## 文档片段
外周神经系统（PNS）具有再生能力，但临床上促进PNS完全恢复并未彻底解决。Lrp4是单次跨膜的低密度脂蛋白受体，在神经肌肉接头（NMJ）形成与维持中发挥关键作用，敲除小鼠的运动神经元（MN）轴突在NMJ处过度生长。我们预实验发现，特异性敲除施万细胞（SC）Lrp4显著促进坐骨神经的轴突再生，提示Lrp4可能是轴突再生的抑制因子，然而相关的分子机制仍不清楚。本项目以坐骨神经损伤为模型：首先，利用MN或SC特异性敲除小鼠验证SC上Lrp4抑制轴突生长的重要性；其次，利用Lrp4胞内段或胞外段缺失小鼠来确认抑制轴突再生的主要结构域；进一步，在特异性敲除SC上Lrp4的小鼠中过表达Lrp4的不同结构域，找到Lrp4抑制轴突生长的关键结构域，探索可能的信号通路；最后，在野生小鼠中阻断相关信号通路以促进神经再生。本研究有助于了解Lrp4调节轴突再生的分子机制，为加快PNS再生提供新的思路。

The peripheral nervous system (PNS) has regenerative capacity, but the complete recovery of PNS in the clinic has not been solved. Lrp4 is a single transmembrane low-density lipoprotein receptor that plays a key role in the formation and maintenance of neuromuscular junctions (NMJ). It has been reported that Lrp4 knockout leads to excessive growth of motor neuron (MN) axons at NMJ, and our preliminary results also show that specific knockout of Schwann cells (SC) Lrp4 significantly promoted axonal regeneration of the sciatic nerve. These suggests that Lrp4 may be an inhibitor of axonal regeneration, but the molecular mechanisms involved remain unclear. This project uses sciatic nerve injury as a model: first, MN or SC-specific knockout mice were used to verify the importance of SC Lrp4 in inhibiting axon growth; secondly, mice lacking Lrp4 intracellular or extracellular segments were identified to confirm the major domains that inhibit axonal regeneration; further, different Lrp4 mutants were overexpressed in mice specifically knocking out SC Lrp4, exploring possible signaling pathways; finally, blocking related signaling pathways in wild mice to promote sciatic nerve regeneration. This study will be helpful to understand the molecular mechanism of Lrp4 regulation of axonal regeneration and provide new ideas for accelerating PNS regeneration.

## 任务提示
从“外周神经系统（PNS）具有再”开始，一直到“加快PNS再生提供新的思路。”为止，把这份Lrp4摘要中的这一段原样抄写出来。 只以这份Lrp4摘要为依据。

## 点定位数据

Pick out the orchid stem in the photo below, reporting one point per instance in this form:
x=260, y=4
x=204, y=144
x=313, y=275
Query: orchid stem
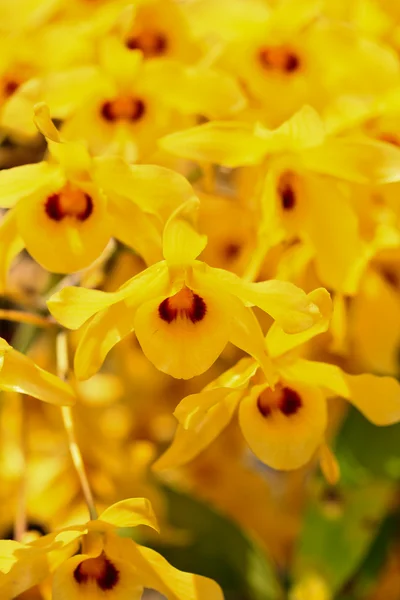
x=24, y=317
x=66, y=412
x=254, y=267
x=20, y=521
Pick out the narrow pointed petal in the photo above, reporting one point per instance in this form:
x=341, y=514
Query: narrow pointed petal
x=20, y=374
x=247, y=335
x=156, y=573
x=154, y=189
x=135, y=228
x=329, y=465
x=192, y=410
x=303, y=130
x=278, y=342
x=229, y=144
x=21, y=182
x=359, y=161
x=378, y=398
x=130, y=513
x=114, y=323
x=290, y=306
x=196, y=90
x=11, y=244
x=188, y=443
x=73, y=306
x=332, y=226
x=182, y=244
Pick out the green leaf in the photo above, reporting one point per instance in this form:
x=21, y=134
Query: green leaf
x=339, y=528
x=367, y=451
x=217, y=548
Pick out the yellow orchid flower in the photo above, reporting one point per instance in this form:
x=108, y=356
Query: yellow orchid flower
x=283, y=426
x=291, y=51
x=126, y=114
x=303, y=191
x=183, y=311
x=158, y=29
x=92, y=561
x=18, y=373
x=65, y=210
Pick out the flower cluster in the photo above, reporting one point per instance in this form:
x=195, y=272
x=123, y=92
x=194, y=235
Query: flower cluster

## 作答区
外周神经系统（PNS）具有再生能力，但临床上促进PNS完全恢复并未彻底解决。Lrp4是单次跨膜的低密度脂蛋白受体，在神经肌肉接头（NMJ）形成与维持中发挥关键作用，敲除小鼠的运动神经元（MN）轴突在NMJ处过度生长。我们预实验发现，特异性敲除施万细胞（SC）Lrp4显著促进坐骨神经的轴突再生，提示Lrp4可能是轴突再生的抑制因子，然而相关的分子机制仍不清楚。本项目以坐骨神经损伤为模型：首先，利用MN或SC特异性敲除小鼠验证SC上Lrp4抑制轴突生长的重要性；其次，利用Lrp4胞内段或胞外段缺失小鼠来确认抑制轴突再生的主要结构域；进一步，在特异性敲除SC上Lrp4的小鼠中过表达Lrp4的不同结构域，找到Lrp4抑制轴突生长的关键结构域，探索可能的信号通路；最后，在野生小鼠中阻断相关信号通路以促进神经再生。本研究有助于了解Lrp4调节轴突再生的分子机制，为加快PNS再生提供新的思路。